=== Extract provided ===
▼

As mentioned before, first thing to do is to plug BS2 into the BOE. You will then need to install the Basic Stamp Editor from the Parallax CD. This CD should be in the kit you purchased. Once the Editor installed then the module needs to be connected to a PC so it can be programmed. The BOOK you get with your What's Microcontroller Kit explains everything in very detail as far as how to setup your hardware, software and test your setup.
To fully understand how to setup and program your BS2 please read chapter 1 Activities 1- 7.
Before we move to next section let just quickly go over the pins of BS2 and see what each does.
From the Diagram below we can see that the BS2 module has 24 pins, 12 on each side
MC14489 chip is manufactured by Motorola Inc. It is called Multi-Character LED Display/LAMP Driver and also refers to as multiplexer. It is a bit tricky to work with this chip. I will briefly go over its basic features but if you like to fully understand it, you must read, read, and read the manual. But don't worry; I will cover everything that you need to know for building this circuit.
This multiplexer is designed to directly interfaces to individual 7-segments display. A single MC14489 can drive up to 5-digit display. The reason we are using this chip in this project is that the BS2 doesn't have enough pins to satisfy all the connections to our 4X7-segments LED display or even if we go through hassle of making it to work, it won't be an efficient way of doing it. Again I'm not going into the details of how this multiplexer works. We're only covering what you need to know for this project. If you're novice, the best way to understand its entire feature is to read the manual not once but maybe a few times. Just remember this is not an easy one to deal with. Click Here to download the manual.
The table below shows the pin assignment for MC14489
As you can see, this multiplexer has 20 pins, 10 on each side. Out of the 20 pins, we will use 17 of them for this project (3 to BS2, and the rest to Vdd, Vss, and the LED display). When you looking at the top of the chip, you will see a little hallow dot on the top. The pin next to that is Pin 1 and the opposite side on the top is the last pin which is pin 20.

▲

=== Material shown ===
▼

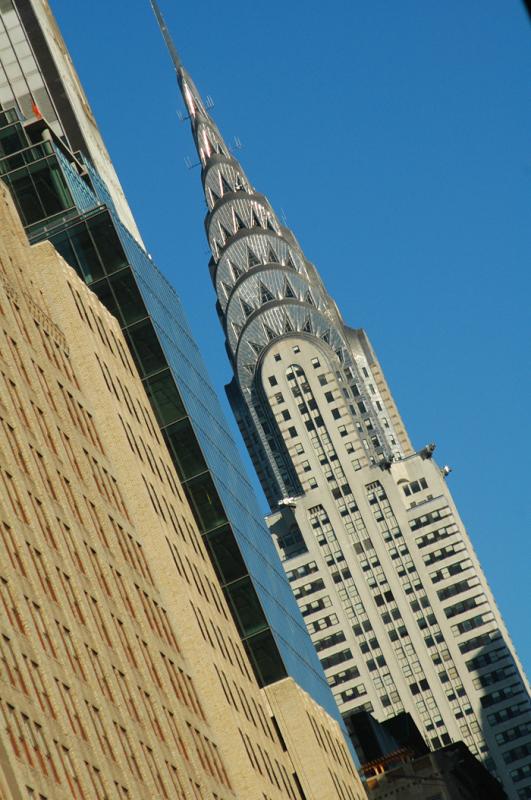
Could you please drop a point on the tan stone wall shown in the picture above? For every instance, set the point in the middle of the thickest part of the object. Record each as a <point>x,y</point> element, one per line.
<point>110,599</point>
<point>322,761</point>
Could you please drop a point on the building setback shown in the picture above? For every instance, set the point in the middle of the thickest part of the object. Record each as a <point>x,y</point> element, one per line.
<point>385,575</point>
<point>123,674</point>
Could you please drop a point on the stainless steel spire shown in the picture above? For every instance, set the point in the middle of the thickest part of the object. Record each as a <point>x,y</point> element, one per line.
<point>167,36</point>
<point>397,606</point>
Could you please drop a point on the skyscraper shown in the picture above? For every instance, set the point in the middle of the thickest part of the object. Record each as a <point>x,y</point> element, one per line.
<point>393,595</point>
<point>61,196</point>
<point>122,673</point>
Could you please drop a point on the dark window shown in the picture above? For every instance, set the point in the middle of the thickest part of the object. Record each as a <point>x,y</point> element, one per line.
<point>248,612</point>
<point>129,299</point>
<point>205,502</point>
<point>185,450</point>
<point>145,348</point>
<point>227,558</point>
<point>164,398</point>
<point>107,242</point>
<point>264,657</point>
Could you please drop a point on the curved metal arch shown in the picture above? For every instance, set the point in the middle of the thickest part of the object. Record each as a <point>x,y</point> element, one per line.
<point>274,316</point>
<point>259,241</point>
<point>273,279</point>
<point>244,205</point>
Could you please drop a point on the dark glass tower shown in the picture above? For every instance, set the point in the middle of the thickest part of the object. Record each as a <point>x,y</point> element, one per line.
<point>385,575</point>
<point>62,197</point>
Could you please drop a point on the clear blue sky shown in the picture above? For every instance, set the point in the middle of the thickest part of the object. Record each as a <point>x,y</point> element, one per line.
<point>396,139</point>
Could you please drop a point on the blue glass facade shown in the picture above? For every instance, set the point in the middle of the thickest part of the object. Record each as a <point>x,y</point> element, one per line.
<point>82,223</point>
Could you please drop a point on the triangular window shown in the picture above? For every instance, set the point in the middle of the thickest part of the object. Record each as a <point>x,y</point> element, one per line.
<point>247,309</point>
<point>225,233</point>
<point>265,294</point>
<point>273,258</point>
<point>239,222</point>
<point>236,271</point>
<point>225,185</point>
<point>252,258</point>
<point>288,291</point>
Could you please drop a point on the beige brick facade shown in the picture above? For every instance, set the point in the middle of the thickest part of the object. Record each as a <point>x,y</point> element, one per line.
<point>123,675</point>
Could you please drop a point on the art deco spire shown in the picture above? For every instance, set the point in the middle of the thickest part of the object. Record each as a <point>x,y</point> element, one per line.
<point>265,286</point>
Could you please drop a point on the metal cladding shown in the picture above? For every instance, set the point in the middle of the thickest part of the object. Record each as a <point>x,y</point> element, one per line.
<point>267,290</point>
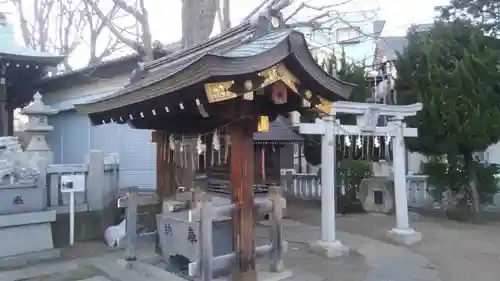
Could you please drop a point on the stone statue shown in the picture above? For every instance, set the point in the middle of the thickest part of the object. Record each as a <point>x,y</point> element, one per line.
<point>15,165</point>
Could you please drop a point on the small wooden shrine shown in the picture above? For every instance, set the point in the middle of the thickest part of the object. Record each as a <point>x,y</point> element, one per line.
<point>207,101</point>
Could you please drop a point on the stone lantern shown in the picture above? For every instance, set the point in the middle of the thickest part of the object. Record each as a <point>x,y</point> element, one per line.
<point>38,128</point>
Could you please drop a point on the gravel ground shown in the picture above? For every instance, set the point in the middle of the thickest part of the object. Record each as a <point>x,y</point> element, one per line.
<point>460,251</point>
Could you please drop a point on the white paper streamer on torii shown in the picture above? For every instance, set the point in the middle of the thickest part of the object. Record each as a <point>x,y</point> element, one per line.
<point>215,147</point>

▲

=== Instructions ===
[1] In the BS2 and MC14489 text, list what the 17 MC14489 pins used in the project are connected to.
[2] Please duplicate everything in the BS2 and MC14489 text from "As mentioned before, first" down to "what each does.".

=== Answers to the problems ===
[1]
- BS2
- Vdd
- Vss
- The LED display

[2]
As mentioned before, first thing to do is to plug BS2 into the BOE. You will then need to install the Basic Stamp Editor from the Parallax CD. This CD should be in the kit you purchased. Once the Editor installed then the module needs to be connected to a PC so it can be programmed. The BOOK you get with your What's Microcontroller Kit explains everything in very detail as far as how to setup your hardware, software and test your setup.
To fully understand how to setup and program your BS2 please read chapter 1 Activities 1- 7.
Before we move to next section let just quickly go over the pins of BS2 and see what each does.